The Department of Chemistry and Biochemistry offers the M.S. and Ph.D. in both Chemistry and Biochemistry. The major areas of research in the department are biochemistry and biophysics, molecular design and synthesis, and nanotechnology. 

Admission Requirements

A B.S. degree with demonstrated proficiency in chemistry or biochemistry is required for entrance to Chemistry and Biochemistry graduate programs.

Degree Requirements

Because graduate education in chemistry and biochemistry is primarily research oriented, there are few formal departmental course requirements in the graduate program. However, it is expected that each graduate student will take graduate level courses in areas of chemistry and biochemistry that are relevant to their field of specialization, as well as seminar courses. Entering students who have deficiencies in specific areas (inorganic, organic, physical, or biochemistry), as revealed by preliminary examinations, will take appropriate courses to correct these deficiencies.

Each student should select a research advisor no later than the end of the first term (seven weeks) of residence, and research should be started by the beginning of the second term.

For the M.S.


The M.S. degree in chemistry or biochemistry requires 30 semester hours of credit, of which at least 6 or more must be thesis research, and the remainder in approved independent studies and courses at the 4000 or 500 level. Special requirements of the Chemistry and Biochemistry Department are that an M.S. candidate must submit a thesis based upon research conducted under the direction of a faculty member during his or her tenure at WPI. The thesis must be approved by the faculty advisor and the chairman of the Chemistry and Biochemistry Department.

For the Ph.D.

Exercise instructions:
1. Answer these questions from the chemistry and biochemistry program text:
(a) What degree is required for entrance to the graduate programs?
(b) By when should each student select a research advisor?
(c) How many semester hours of credit does the M.S. degree require?
2. Write the next part of the chemistry and biochemistry program text, picking up after its final heading, "For the Ph.D."

Collected material:
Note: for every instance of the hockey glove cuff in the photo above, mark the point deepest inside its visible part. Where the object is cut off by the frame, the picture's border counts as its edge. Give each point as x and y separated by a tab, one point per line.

Numbered answers:
1.
(a) A B.S. degree with demonstrated proficiency in chemistry or biochemistry.
(b) No later than the end of the first term (seven weeks) of residence.
(c) 30 semester hours, at least 6 of which must be thesis research.

2.
At the end of the first semester of the second year of residence, the student must submit a written and an oral progress report on completed research to the Chemistry and Biochemistry Department. A committee of three faculty members, including the Research Advisor, will consider this progress report and the student’s performance in courses, and will recommend to the department whether or not the student should complete an M.S. degree, or if the student should be allowed to continue toward a Ph.D.

Qualifying Examination

Before formal admission to the doctoral program, Ph.D. candidates must take the qualifying examination in their field of specialization.


For the final Ph.D. degree requirement the candidate must submit and defend a satisfactory dissertation to a committee of three or more, two of whom must be from the degree granting program and one of whom must be from outside the program. The dissertation must include a significant proposal for future research in the general area of his/her research.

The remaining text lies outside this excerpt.